-- SOURCE DOCUMENT follows --

News & Views in Nature

Kong and Thor wrote a News & Views in Nature on a groundbreaking stem-cell-based monkey embryo model that offers a continuous window on early primate development, from the pre-implantation stage all the way to late gastrulation, when the basic body plan is established and primitive organs start to form. This system offers a powerful in vitro platform for dissecting the dynamic, stepwise processes that define early embryogenesis.

Congratulations to Zhen Liu and colleagues at the Institute of Neuroscience (ION), Chinese Academy of Sciences, Shanghai for their remarkable achievement.

Take a look at our News & Views using the following link: bit.ly/4iGpuj6.

The original study from Zhen Liu”s lab: bit.ly/4pMt8Kl

The Stem Cell Report Podcast

Thor was interviewed on The Stem Cell Report Podcast about our recent paper on tracking and mitigating imprint erasure during induction of naive human pluripotency (Fischer et al., Stem Cell Reports, 2025). Thanks Janet Rossant for hosting and Gal Keshet from the Benvenisty Lab at The Hebrew University of Jerusalem for a stimulating conversation!

-- SOURCE DOCUMENT concluded --

» **WORK TASK**:
Retype the passage of the lab news post from "Congratulations to Zhen" up to and including "the following link: bit.ly/4iGpuj6.", keeping every word and mark the same.

-- DATA EXTRACT follows --

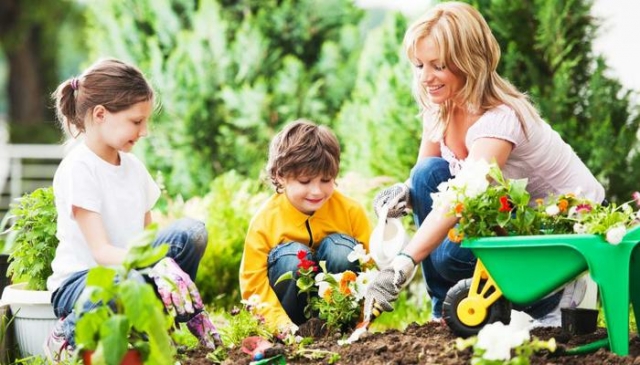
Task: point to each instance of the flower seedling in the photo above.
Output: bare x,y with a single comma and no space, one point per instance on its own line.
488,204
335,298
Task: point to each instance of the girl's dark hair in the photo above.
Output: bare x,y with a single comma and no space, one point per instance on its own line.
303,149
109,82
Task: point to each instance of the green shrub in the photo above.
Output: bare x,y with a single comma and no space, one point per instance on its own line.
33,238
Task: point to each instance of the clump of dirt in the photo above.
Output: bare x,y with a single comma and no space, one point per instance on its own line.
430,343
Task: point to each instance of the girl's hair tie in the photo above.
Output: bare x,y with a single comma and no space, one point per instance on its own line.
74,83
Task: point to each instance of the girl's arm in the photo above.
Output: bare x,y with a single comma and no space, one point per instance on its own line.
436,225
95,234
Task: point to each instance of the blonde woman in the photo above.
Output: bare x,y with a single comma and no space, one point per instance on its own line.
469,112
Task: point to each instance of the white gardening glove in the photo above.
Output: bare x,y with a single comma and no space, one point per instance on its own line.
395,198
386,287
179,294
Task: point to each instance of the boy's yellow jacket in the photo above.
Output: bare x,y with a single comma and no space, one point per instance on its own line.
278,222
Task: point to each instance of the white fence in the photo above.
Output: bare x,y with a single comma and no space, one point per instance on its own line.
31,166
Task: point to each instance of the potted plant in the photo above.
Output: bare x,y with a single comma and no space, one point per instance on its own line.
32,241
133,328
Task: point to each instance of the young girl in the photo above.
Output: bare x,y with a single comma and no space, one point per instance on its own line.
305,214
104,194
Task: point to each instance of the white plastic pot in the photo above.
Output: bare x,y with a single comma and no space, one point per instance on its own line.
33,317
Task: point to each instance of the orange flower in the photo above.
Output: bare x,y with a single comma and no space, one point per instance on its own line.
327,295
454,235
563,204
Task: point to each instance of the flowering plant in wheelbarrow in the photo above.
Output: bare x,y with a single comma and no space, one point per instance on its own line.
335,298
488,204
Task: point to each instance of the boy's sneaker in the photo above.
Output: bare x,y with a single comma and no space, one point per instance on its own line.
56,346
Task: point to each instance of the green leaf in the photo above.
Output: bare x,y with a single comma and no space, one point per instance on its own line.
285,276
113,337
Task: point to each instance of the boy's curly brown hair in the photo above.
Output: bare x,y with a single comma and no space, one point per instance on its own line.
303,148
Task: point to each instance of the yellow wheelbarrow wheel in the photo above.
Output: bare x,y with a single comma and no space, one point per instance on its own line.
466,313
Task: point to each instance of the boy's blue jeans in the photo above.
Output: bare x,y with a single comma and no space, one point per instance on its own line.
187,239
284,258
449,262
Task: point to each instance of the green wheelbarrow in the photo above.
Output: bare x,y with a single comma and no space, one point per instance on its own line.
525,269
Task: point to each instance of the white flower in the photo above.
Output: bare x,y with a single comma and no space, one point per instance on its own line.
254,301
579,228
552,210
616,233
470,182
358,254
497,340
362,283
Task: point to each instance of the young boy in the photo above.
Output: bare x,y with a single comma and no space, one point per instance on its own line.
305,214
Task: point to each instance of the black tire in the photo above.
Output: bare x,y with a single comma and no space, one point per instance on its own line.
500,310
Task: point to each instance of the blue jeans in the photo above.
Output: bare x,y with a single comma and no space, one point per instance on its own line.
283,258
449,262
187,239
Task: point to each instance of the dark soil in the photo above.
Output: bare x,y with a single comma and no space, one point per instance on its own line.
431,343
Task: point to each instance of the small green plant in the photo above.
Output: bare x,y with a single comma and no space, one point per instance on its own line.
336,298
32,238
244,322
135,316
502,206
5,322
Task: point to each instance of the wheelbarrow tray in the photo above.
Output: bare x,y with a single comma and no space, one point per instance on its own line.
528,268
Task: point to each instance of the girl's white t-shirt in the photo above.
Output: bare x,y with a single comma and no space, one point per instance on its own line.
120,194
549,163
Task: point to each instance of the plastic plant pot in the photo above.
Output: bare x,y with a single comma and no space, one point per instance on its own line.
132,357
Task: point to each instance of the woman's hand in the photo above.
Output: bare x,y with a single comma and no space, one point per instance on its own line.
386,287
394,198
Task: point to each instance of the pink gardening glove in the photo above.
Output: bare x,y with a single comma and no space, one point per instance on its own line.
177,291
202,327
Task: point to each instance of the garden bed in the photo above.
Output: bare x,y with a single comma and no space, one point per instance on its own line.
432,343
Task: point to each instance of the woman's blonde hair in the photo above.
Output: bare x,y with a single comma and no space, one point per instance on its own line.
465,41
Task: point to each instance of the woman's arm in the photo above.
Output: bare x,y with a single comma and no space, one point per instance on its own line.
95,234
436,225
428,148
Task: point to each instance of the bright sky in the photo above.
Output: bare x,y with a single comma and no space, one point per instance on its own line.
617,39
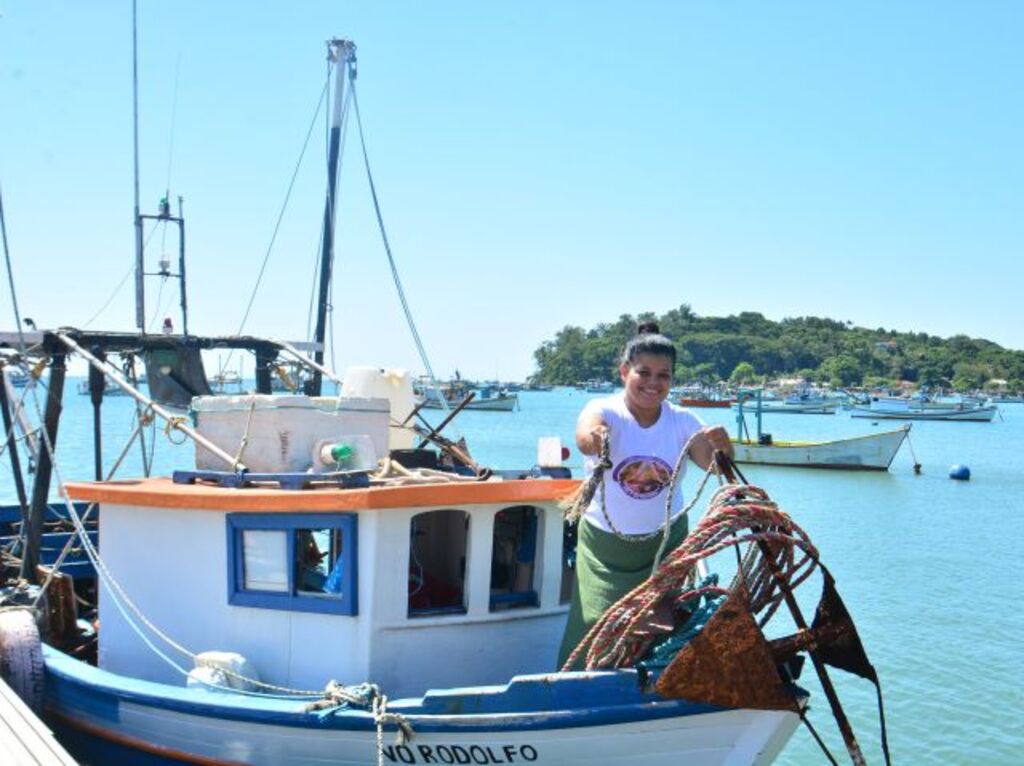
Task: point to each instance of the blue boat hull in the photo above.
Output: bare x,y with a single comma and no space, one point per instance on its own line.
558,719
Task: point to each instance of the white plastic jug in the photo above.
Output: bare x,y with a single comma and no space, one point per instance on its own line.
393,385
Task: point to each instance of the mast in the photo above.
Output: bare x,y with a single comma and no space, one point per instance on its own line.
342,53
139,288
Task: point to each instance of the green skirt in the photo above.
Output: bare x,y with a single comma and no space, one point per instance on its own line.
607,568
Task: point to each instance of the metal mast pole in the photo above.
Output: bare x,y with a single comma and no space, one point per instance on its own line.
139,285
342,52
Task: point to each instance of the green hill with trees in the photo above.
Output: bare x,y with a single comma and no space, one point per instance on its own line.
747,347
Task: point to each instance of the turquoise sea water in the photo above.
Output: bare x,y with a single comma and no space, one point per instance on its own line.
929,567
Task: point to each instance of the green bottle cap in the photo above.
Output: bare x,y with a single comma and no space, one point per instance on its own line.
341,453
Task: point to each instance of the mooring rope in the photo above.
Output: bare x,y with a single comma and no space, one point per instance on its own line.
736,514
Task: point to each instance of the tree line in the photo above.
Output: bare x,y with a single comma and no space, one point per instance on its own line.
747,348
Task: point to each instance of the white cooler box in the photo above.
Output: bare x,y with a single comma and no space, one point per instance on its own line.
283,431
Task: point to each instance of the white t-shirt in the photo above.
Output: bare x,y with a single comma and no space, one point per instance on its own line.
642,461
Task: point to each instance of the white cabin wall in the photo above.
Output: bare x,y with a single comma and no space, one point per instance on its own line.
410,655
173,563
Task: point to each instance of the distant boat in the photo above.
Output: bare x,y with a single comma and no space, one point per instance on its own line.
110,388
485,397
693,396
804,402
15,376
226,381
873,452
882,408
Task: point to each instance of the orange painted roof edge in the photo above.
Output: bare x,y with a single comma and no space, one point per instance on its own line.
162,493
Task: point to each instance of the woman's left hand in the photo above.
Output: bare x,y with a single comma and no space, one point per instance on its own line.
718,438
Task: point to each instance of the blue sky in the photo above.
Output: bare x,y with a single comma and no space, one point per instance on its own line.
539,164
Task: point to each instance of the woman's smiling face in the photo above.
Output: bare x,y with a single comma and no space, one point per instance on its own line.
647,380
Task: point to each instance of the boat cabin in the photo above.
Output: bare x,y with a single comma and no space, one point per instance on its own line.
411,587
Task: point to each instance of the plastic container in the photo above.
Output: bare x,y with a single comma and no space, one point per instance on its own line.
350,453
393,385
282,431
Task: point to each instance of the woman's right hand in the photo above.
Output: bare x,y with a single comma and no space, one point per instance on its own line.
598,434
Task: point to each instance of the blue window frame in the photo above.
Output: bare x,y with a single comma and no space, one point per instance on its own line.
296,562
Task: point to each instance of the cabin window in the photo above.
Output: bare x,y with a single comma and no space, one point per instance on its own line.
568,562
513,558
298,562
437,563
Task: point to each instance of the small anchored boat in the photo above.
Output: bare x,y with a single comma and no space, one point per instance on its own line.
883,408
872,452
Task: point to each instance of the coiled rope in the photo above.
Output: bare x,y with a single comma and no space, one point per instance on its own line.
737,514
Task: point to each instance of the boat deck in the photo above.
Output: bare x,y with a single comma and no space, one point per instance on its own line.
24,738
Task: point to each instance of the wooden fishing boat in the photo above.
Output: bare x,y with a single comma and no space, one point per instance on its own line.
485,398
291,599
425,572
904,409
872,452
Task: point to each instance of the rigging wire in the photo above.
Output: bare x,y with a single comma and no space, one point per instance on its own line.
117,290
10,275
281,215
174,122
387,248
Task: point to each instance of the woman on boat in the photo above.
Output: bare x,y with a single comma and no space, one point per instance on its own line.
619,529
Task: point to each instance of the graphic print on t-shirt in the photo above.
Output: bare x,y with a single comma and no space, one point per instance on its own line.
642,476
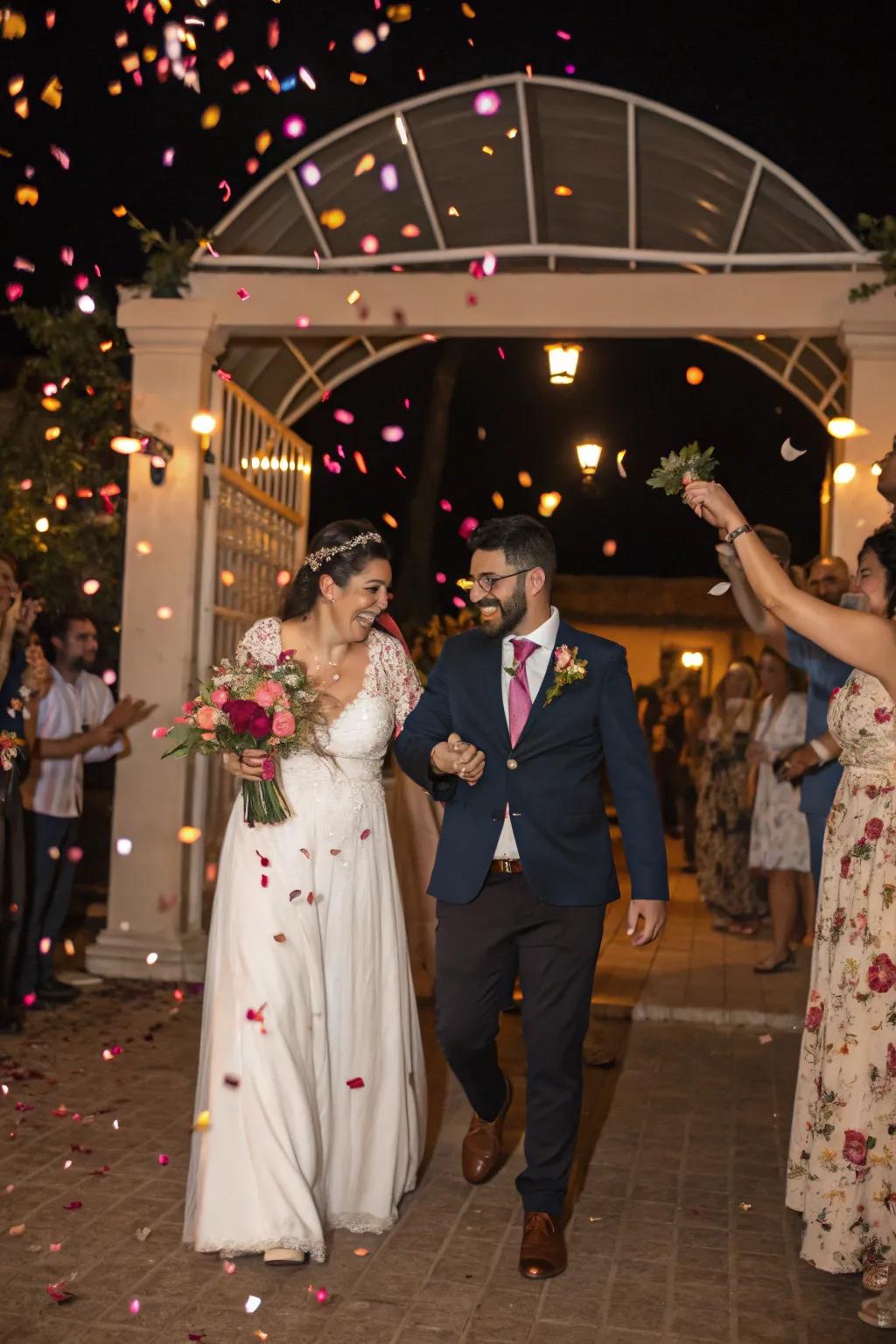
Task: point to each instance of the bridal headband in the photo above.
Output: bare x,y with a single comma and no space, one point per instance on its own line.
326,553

-- DATA EXTRACT concluded --

» **RESULT OF THE TASK**:
Congratulations to Zhen Liu and colleagues at the Institute of Neuroscience (ION), Chinese Academy of Sciences, Shanghai for their remarkable achievement.

Take a look at our News & Views using the following link: bit.ly/4iGpuj6.